I asked where the “big baboon” was headed to at night, for, baboons do not normally travel at night and neither do they feed after sunset.
“The Villager has started,’’ he laughed. “Where do you get these sayings. I don’t miss your column on Friday because I like those expressions.’’
During the conversation, I chugged my Coke again and again, until he asked me if it was real Coke or some concoction.
We laughed it off by making him buy another coke, this time a can.
Soon he said he was headed for the farm in Shamva and was having problems with his banana plantation.
He was such a humble human being that many people in the food court did not notice him.
Time seemed short because before we knew it, the pizzas were ready. We set a date to meet at his farm later because I was interested in his banana plantation.
A few weeks later, he was shot at by some unknown assailants on his way to the farm and I was to bump into him with one hand bandaged at a restaurant somewhere in Chisipite.
Somehow, we lost each other for many years, but twice I passed by his farm to copy the banana project.
Each time he was not there, but I would call him on his cellphone.
The dam at the farm was well kept and its environs lush green.
In 2016, I visited my father, Mishrod Guvamombe, at his house in Chisipite and after discussing a lot of family matters, on a dry throat, I decided to stop by a restaurant near the then Redan Service Station, again to buy a Coke. I dashed in and did not pay attention to two figures seated by a table, but on my way out I noticed it was Cde Shiri.
“The Villager and his Coke,’’ he said with a mouth-corner smile.
I accused him of playing war-time hide-and-seek guerilla war tactics on me at his farm. And, he paid back with a two-litre bottle of Coke.
That time I was editor of ZimTravel magazine and he wanted to turn his farm into a tourist resort, especially the area around the dam.
We discussed at length about tourism and he paid a lot of attention to detail and asked a barrage of questions.

- - -

→ Given problem: Reproduce the passage from the memoir of meetings with Cde Shiri, starting with "Somehow, we lost" and going on through "a mouth-corner smile.". The records have no connection to the text.

→ Excerpted data:

- - -

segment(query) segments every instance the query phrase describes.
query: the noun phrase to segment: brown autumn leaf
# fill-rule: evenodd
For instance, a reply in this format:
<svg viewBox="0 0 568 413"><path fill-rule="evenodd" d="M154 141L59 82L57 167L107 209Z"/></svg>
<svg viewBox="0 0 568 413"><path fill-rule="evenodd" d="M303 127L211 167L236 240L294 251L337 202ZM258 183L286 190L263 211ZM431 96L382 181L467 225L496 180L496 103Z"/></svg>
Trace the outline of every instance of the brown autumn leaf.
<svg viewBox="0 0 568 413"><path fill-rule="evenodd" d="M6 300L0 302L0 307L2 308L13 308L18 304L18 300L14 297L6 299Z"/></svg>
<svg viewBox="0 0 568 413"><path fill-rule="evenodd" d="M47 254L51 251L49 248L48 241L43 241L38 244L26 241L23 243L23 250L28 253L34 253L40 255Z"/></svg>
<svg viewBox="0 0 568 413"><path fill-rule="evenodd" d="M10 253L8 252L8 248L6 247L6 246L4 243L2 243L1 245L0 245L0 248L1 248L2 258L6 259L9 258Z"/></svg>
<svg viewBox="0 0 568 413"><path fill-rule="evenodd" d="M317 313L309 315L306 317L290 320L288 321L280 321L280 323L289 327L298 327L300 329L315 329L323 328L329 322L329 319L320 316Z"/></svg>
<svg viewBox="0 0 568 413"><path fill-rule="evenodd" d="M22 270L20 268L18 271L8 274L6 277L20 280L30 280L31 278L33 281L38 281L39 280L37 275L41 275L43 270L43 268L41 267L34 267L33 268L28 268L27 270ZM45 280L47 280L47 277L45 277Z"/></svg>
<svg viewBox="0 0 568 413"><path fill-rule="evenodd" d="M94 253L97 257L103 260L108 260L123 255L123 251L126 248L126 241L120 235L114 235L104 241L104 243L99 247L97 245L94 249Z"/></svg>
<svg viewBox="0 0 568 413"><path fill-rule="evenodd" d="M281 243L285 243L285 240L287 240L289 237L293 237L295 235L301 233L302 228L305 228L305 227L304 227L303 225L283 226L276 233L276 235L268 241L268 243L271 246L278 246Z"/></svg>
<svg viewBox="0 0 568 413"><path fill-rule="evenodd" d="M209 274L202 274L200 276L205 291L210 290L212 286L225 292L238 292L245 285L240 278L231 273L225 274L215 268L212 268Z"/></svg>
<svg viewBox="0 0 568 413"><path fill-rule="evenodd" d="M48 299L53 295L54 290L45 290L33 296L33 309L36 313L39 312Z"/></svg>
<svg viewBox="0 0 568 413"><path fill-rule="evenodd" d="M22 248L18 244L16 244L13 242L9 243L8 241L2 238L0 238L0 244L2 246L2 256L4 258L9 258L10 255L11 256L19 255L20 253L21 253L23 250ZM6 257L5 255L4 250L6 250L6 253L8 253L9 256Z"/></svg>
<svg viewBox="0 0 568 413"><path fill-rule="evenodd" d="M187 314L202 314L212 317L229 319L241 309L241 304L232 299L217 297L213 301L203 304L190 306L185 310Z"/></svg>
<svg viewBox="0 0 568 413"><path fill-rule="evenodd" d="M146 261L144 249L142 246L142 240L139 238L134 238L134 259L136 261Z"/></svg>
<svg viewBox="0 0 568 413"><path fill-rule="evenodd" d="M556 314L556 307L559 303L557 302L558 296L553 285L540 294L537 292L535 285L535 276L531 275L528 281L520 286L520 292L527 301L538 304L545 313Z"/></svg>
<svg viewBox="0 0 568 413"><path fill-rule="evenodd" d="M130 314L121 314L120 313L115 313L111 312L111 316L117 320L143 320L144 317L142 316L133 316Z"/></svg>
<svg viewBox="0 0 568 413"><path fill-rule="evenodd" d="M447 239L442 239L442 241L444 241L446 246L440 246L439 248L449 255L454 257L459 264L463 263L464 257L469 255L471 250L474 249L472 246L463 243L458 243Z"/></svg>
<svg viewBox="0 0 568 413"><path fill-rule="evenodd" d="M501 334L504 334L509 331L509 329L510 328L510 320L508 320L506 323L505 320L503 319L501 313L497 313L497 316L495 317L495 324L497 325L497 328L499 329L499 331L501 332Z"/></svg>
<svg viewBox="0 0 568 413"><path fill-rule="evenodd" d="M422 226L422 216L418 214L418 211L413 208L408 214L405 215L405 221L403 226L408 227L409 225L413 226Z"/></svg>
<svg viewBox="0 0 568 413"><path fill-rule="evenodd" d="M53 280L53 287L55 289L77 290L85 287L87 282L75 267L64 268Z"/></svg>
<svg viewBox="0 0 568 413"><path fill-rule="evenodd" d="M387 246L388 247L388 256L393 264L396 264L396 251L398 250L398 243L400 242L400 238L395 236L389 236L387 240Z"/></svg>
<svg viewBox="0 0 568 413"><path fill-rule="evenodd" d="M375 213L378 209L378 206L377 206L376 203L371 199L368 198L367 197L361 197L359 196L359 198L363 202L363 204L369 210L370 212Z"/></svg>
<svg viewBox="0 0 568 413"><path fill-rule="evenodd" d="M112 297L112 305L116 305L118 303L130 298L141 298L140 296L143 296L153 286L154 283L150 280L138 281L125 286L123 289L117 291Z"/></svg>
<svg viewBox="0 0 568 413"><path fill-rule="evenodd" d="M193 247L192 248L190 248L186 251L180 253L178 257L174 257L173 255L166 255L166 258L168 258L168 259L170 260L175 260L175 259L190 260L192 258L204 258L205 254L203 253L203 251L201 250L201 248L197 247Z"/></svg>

- - -

→ Result of the task:
Somehow, we lost each other for many years, but twice I passed by his farm to copy the banana project.
Each time he was not there, but I would call him on his cellphone.
The dam at the farm was well kept and its environs lush green.
In 2016, I visited my father, Mishrod Guvamombe, at his house in Chisipite and after discussing a lot of family matters, on a dry throat, I decided to stop by a restaurant near the then Redan Service Station, again to buy a Coke. I dashed in and did not pay attention to two figures seated by a table, but on my way out I noticed it was Cde Shiri.
“The Villager and his Coke,’’ he said with a mouth-corner smile.